**Passage shown:**
For every countries, the proportions of Female and Male is balanced, there are no domination for one gender, it shows a same proportions. it means that our customers are from Female and Male.

3. Compare the daily average purchase sizes of female and male customers from the highest contributing country based on the orders generated in June 2023.

with highest_country_june as (
select country, count(id) as total_orders
from `bigquery-public-data.thelook_ecommerce.orders` o
join `bigquery-public-data.thelook_ecommerce.users` u on o.user_id = u.id
where
CONCAT( CAST(EXTRACT(YEAR FROM DATE (o.created_at)) AS STRING),"-",CAST(EXTRACT(MONTH FROM DATE (o.created_at)) AS STRING) ) = '2023-6'
group by country
order by total_orders desc limit 1
)
select date(o.created_at) as dates, o.gender, avg(num_of_item) as average_purchase_size
from `bigquery-public-data.thelook_ecommerce.orders` o
join `bigquery-public-data.thelook_ecommerce.users` u on o.user_id = u.id
where country in (select country from highest_country_june)

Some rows
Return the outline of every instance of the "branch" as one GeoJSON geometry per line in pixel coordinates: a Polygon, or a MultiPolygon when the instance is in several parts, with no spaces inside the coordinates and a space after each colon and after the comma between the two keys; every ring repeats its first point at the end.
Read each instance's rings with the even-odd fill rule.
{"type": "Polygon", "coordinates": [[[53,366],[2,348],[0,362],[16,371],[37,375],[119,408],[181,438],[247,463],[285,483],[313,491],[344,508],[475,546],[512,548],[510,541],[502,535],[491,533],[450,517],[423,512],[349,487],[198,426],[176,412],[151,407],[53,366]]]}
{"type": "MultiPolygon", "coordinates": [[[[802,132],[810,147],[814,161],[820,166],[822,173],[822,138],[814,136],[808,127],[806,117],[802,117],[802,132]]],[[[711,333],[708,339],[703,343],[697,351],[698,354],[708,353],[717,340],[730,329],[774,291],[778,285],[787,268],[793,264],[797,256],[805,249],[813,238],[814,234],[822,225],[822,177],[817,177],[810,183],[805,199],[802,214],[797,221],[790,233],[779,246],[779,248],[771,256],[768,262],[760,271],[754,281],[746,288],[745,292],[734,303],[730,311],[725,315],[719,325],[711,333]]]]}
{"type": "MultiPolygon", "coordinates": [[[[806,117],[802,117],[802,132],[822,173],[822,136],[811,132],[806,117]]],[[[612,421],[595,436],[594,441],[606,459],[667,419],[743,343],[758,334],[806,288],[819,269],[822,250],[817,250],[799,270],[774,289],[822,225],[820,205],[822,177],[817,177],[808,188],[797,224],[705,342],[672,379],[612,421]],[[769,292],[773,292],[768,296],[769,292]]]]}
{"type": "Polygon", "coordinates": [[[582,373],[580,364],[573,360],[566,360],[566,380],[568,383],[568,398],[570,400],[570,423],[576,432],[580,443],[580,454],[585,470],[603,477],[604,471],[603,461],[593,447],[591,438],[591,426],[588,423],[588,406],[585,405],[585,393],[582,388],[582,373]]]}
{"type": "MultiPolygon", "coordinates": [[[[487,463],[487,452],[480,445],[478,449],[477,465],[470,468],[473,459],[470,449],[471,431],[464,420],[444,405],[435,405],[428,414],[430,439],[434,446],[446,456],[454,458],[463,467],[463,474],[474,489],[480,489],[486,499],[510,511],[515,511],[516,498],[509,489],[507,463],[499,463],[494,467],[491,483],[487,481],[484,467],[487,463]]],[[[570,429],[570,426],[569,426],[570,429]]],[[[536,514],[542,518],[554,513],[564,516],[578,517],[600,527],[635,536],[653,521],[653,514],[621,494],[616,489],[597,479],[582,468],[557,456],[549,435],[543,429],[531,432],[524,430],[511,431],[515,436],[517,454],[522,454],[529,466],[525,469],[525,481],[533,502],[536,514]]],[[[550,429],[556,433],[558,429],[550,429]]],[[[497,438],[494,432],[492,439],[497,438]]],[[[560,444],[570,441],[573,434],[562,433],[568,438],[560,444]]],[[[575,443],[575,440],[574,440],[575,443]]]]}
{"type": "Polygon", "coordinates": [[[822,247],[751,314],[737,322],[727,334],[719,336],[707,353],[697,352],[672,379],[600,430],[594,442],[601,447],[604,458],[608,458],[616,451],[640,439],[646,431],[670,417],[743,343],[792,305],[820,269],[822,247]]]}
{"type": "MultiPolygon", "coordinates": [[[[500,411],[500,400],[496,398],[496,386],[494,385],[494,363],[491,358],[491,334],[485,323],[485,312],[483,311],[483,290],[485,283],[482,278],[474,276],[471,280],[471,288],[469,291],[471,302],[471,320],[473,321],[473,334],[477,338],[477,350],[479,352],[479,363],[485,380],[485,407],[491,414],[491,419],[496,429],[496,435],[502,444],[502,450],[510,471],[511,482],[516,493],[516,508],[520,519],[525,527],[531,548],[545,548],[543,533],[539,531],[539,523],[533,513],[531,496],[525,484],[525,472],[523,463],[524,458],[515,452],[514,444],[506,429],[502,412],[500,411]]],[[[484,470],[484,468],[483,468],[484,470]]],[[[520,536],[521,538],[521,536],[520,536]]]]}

**What you will do:**
**A)** What does the third task in the passage ask to compare?
**B)** Please write out again the part of the passage that opens with the words containing "select date(o.created_at) as" and closes with "country from highest_country_june)", swapping "average_purchase_size" for "avg_items_per_order".

**Solutions per task:**
**A)** The daily average purchase sizes of female and male customers from the highest contributing country, based on the orders generated in June 2023.

**B)**
select date(o.created_at) as dates, o.gender, avg(num_of_item) as avg_items_per_order
from `bigquery-public-data.thelook_ecommerce.orders` o
join `bigquery-public-data.thelook_ecommerce.users` u on o.user_id = u.id
where country in (select country from highest_country_june)